- Task details:
Add -60 to every coordinate in the answer points of the part of the material that opens with the line containing "Rules: place one point on every instance of the distant island." and closes with the end of the material, then write out that whole part with all other lines unchanged.

- Object position labeling entries:
################

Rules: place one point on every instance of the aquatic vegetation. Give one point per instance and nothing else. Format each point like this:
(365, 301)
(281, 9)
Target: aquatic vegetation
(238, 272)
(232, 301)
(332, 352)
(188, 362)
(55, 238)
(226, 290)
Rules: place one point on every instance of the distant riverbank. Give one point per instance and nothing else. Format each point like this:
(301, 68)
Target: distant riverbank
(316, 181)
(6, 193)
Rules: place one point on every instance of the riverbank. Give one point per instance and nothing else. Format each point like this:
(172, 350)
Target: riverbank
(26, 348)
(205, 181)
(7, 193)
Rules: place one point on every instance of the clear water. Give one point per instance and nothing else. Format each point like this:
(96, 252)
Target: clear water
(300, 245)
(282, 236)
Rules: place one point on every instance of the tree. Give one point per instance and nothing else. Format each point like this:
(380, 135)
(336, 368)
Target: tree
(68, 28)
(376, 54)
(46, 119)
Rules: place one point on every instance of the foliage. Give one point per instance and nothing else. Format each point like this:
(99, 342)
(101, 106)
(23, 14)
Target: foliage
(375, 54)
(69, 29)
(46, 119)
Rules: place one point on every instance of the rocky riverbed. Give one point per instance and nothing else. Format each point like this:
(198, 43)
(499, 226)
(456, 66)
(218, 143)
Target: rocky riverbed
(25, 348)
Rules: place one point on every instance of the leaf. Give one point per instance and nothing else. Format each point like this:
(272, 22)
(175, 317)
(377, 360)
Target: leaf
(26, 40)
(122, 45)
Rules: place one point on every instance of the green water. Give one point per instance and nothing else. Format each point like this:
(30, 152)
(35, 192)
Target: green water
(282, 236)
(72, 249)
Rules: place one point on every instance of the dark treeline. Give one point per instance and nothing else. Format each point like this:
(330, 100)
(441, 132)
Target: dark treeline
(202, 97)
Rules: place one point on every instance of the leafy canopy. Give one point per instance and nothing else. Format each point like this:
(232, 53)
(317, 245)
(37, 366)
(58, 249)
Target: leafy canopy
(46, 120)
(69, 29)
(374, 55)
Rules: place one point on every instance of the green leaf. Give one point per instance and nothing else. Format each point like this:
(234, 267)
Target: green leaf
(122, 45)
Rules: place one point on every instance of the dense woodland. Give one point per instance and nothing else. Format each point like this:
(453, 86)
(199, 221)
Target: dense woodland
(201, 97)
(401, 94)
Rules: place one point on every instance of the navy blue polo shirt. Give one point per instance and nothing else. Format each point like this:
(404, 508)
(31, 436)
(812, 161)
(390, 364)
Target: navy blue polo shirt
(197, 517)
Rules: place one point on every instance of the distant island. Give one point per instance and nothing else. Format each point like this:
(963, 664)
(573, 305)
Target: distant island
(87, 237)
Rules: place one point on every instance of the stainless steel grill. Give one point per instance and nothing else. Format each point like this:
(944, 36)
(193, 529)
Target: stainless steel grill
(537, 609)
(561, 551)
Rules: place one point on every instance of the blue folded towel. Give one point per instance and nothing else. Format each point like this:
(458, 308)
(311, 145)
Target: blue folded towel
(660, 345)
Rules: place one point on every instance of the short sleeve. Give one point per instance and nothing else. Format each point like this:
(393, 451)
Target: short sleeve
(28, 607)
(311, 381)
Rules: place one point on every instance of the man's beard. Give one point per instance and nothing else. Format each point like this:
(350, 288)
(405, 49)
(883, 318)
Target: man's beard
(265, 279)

################

- Response:
Rules: place one point on every instance of the distant island. Give one point per instance and nothing else. Format each point like this:
(963, 664)
(573, 305)
Target: distant island
(27, 177)
Rules: place one point on every instance of the stainless steel grill. Give one point per instance and nothing else. Format each point like this:
(944, 36)
(193, 529)
Target: stainless steel grill
(477, 549)
(501, 491)
Rules: place one point on every instance of the blue folded towel. Give one point per instance and nothing else. Format each point like this:
(458, 308)
(311, 145)
Target: blue folded towel
(600, 285)
Rules: place one point on every instance of the short sleeve. Give one point per instance and nothing else. Format each point like this:
(393, 451)
Target: short sleeve
(-32, 547)
(251, 321)
Rules: place one point on every instance of the man's beard. Give one point per instance and nothing else. Format each point like this:
(350, 288)
(405, 49)
(883, 318)
Target: man's beard
(205, 219)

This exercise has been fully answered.